- Instructions to follow:
Your task is to write out exactly the lines from the line containing "of the wall" through the end of the records, inclusive at both ends.

-- begin Entries supplied --

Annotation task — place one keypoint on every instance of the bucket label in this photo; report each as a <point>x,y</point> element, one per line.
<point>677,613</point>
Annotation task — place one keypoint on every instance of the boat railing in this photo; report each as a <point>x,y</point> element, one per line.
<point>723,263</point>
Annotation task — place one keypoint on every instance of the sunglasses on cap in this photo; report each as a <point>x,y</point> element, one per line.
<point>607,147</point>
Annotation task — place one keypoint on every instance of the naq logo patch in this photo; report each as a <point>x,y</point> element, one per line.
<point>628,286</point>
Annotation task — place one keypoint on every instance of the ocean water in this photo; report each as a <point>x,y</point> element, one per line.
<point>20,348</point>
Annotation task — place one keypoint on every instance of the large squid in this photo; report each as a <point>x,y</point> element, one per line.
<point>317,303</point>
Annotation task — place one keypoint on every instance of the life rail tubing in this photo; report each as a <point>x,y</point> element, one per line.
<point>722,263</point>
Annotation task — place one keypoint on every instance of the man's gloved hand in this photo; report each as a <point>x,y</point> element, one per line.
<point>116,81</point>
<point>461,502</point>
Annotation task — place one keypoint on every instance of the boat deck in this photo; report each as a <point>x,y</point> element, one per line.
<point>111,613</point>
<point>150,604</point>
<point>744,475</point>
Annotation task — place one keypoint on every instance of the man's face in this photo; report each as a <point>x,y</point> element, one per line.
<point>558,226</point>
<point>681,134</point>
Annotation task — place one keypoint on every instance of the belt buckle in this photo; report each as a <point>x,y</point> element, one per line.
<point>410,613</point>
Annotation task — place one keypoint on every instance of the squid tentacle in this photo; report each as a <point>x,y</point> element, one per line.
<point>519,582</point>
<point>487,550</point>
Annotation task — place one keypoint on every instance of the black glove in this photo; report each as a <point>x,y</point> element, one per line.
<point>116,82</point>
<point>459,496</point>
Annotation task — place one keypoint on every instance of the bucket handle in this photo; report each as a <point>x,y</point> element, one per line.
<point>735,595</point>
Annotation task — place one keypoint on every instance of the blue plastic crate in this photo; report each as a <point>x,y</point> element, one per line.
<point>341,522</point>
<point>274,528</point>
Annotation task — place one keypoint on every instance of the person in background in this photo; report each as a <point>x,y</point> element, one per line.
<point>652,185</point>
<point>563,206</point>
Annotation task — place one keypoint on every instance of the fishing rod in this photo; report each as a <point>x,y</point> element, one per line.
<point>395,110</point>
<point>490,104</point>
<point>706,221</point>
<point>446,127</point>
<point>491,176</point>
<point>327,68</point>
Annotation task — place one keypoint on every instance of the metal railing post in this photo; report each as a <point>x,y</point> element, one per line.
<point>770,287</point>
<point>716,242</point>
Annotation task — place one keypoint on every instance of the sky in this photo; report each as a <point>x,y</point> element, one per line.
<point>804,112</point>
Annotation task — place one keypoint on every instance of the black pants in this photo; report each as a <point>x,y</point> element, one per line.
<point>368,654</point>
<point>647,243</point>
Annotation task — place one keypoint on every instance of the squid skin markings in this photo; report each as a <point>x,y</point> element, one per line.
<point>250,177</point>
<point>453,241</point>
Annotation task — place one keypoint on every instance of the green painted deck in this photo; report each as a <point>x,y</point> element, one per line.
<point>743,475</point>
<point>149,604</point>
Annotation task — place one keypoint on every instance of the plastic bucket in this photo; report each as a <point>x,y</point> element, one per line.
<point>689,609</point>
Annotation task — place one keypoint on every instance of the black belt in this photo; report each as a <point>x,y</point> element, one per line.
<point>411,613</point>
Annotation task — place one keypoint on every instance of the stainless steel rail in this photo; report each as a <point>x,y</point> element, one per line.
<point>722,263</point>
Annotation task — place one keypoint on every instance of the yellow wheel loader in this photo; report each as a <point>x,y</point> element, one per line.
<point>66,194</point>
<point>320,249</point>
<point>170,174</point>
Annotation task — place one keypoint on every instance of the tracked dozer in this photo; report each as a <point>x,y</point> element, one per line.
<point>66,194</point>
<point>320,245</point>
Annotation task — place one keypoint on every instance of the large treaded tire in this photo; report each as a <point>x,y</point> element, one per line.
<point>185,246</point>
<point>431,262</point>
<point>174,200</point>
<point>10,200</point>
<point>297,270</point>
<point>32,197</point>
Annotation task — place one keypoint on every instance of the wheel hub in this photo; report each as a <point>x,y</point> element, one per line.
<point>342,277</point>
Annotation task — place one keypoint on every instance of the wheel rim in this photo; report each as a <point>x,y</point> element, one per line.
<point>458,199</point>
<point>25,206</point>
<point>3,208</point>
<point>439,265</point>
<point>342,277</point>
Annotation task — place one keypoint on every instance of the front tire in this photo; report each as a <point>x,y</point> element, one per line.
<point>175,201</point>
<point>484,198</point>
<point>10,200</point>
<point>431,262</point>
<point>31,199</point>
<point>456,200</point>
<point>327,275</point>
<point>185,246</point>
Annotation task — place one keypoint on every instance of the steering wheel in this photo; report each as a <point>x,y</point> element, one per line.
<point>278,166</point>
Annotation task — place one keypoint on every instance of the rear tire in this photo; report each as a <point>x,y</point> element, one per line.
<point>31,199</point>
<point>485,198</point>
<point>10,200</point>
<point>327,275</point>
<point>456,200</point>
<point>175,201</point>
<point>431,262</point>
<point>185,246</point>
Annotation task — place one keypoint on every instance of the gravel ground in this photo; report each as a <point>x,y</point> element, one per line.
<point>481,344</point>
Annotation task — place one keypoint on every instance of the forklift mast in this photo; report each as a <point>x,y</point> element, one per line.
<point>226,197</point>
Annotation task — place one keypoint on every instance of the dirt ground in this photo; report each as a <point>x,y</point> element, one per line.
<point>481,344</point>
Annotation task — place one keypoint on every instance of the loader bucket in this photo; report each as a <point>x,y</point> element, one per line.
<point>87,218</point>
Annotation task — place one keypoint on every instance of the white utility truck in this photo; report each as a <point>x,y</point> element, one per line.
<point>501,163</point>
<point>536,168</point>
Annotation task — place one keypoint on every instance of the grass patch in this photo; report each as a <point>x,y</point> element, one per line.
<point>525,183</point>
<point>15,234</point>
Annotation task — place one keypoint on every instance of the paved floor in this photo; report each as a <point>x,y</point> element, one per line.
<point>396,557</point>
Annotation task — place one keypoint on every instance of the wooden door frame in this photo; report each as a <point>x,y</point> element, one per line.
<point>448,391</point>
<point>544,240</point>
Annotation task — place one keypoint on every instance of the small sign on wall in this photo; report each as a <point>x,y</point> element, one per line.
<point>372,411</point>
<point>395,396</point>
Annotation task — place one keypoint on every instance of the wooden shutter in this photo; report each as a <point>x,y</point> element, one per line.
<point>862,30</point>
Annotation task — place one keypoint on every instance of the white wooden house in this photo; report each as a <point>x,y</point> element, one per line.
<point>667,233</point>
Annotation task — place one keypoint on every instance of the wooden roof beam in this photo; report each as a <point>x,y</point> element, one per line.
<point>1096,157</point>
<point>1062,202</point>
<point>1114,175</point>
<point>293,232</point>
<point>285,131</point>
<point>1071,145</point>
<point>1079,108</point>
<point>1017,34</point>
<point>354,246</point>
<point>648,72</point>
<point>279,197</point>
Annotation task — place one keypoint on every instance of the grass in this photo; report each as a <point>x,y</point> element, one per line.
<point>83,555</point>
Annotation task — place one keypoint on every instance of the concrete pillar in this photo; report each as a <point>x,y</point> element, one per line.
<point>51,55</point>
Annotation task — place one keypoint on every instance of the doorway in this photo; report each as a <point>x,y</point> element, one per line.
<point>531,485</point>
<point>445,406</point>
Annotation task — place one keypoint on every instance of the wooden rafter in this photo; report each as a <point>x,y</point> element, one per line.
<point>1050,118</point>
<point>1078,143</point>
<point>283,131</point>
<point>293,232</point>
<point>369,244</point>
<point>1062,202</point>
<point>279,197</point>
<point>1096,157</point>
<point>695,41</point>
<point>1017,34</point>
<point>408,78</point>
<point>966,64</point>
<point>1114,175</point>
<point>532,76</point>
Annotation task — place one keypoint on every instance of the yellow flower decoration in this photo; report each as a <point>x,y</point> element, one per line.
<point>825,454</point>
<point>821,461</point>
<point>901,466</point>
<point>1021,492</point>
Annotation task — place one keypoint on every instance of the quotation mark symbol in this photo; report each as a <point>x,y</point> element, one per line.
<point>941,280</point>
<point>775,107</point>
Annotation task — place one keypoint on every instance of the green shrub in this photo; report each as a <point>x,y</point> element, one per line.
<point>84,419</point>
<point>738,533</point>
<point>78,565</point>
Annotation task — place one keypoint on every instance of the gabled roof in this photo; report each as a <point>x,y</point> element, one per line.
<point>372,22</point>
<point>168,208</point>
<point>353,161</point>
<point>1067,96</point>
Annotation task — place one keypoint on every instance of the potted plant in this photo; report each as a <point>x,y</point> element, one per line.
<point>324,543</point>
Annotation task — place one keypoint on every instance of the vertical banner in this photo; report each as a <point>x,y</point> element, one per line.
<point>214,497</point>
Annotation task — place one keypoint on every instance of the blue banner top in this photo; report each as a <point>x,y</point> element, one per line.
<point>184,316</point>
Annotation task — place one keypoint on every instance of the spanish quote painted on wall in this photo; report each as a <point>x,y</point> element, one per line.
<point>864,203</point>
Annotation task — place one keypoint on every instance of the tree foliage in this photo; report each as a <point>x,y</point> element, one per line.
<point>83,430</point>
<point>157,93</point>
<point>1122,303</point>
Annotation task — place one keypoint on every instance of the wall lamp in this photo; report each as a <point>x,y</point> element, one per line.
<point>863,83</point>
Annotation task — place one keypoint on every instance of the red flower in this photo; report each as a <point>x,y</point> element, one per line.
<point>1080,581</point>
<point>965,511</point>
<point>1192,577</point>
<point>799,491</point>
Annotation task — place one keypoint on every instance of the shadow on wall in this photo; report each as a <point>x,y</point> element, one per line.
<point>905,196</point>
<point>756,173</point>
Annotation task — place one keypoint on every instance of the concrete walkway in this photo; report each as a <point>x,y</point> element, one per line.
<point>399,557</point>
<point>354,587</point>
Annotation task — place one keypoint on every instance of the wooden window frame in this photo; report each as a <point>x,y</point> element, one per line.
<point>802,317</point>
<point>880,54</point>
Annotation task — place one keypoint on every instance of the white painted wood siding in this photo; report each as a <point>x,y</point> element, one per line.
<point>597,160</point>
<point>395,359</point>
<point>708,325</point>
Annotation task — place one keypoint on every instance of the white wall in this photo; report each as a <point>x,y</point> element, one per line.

-- end Entries supplied --

- Task answer:
Annotation task — place one keypoint on every instance of the wall lamp in this photo; report each as a <point>x,y</point> element, one per line.
<point>863,83</point>
Annotation task — place one keypoint on every instance of the red flower in this photo; report each as a <point>x,y</point> element, one per line.
<point>1080,581</point>
<point>965,511</point>
<point>1192,577</point>
<point>799,491</point>
Annotation task — place one keypoint on every instance of the shadow on wall in this photo; report each as a <point>x,y</point> element, one per line.
<point>905,196</point>
<point>756,173</point>
Annotation task — place one keypoint on every instance of the concrete walkway in this photo; report each as a <point>x,y</point> element, one per line.
<point>399,557</point>
<point>354,587</point>
Annotation task — place one keypoint on every instance of the wooden window frame in this photo; report each as a <point>x,y</point> element, one per line.
<point>802,317</point>
<point>880,54</point>
Annotation task — place one keypoint on every instance of the white painted wood siding in this photo; report each as a <point>x,y</point> element, one per line.
<point>597,160</point>
<point>395,359</point>
<point>708,325</point>
Annotation task — place one keypoint on every instance of the white wall in this photo; report each as a <point>x,y</point> element, one per line.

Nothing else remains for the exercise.